>> start Source data
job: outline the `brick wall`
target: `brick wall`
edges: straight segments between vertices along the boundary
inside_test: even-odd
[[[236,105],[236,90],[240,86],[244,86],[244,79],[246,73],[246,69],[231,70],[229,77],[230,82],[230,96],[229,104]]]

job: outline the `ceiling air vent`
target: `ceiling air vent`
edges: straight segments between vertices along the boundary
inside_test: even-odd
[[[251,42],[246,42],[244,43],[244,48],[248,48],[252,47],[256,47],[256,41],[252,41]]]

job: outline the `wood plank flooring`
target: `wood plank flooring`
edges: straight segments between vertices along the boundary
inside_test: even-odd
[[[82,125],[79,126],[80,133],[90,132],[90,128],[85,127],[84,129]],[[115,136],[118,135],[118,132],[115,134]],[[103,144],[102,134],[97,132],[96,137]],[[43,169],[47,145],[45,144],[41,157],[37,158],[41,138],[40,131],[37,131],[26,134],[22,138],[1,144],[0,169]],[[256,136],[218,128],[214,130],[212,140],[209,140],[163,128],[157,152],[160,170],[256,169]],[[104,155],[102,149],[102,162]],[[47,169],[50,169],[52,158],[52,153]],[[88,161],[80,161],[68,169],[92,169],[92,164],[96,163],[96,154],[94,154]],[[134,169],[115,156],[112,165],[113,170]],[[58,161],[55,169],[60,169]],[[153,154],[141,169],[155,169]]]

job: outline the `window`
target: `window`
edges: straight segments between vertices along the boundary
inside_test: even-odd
>> end Source data
Task: Format the entries above as a numbered list, one line per item, with the blank lines dropped.

Output:
1. job: outline the `brick wall`
2. target: `brick wall`
3. edges: straight segments between vertices along the boundary
4. inside_test: even-odd
5. [[[236,105],[236,90],[240,86],[244,86],[244,79],[246,73],[246,69],[231,70],[229,77],[230,82],[230,96],[229,104]]]
6. job: outline the `ceiling air vent`
7. target: `ceiling air vent`
8. edges: straight segments between vertices along the boundary
9. inside_test: even-odd
10. [[[251,42],[246,42],[244,43],[244,48],[248,48],[252,47],[256,47],[256,41],[252,41]]]
11. job: outline the `wood plank flooring`
12. target: `wood plank flooring`
13. edges: straight segments between vertices along the boundary
14. inside_test: even-odd
15. [[[82,125],[79,126],[80,133],[90,132],[90,128],[85,127],[84,129]],[[115,136],[118,135],[118,132],[115,134]],[[103,144],[102,134],[97,132],[96,137]],[[43,169],[47,145],[45,144],[41,157],[37,158],[41,138],[40,131],[37,131],[26,134],[22,138],[1,144],[0,169]],[[256,136],[218,128],[214,130],[212,140],[209,140],[163,128],[157,152],[160,170],[256,169]],[[104,155],[102,149],[102,162]],[[47,169],[50,169],[52,158],[52,153]],[[88,161],[80,161],[68,169],[92,169],[92,164],[96,163],[96,154],[94,154]],[[134,169],[115,156],[112,165],[113,170]],[[58,161],[55,169],[60,169]],[[153,154],[141,169],[155,169]]]
16. job: outline the `window`
17. target: `window`
18. edges: straight segments between vertices along the boundary
19. inside_test: even-odd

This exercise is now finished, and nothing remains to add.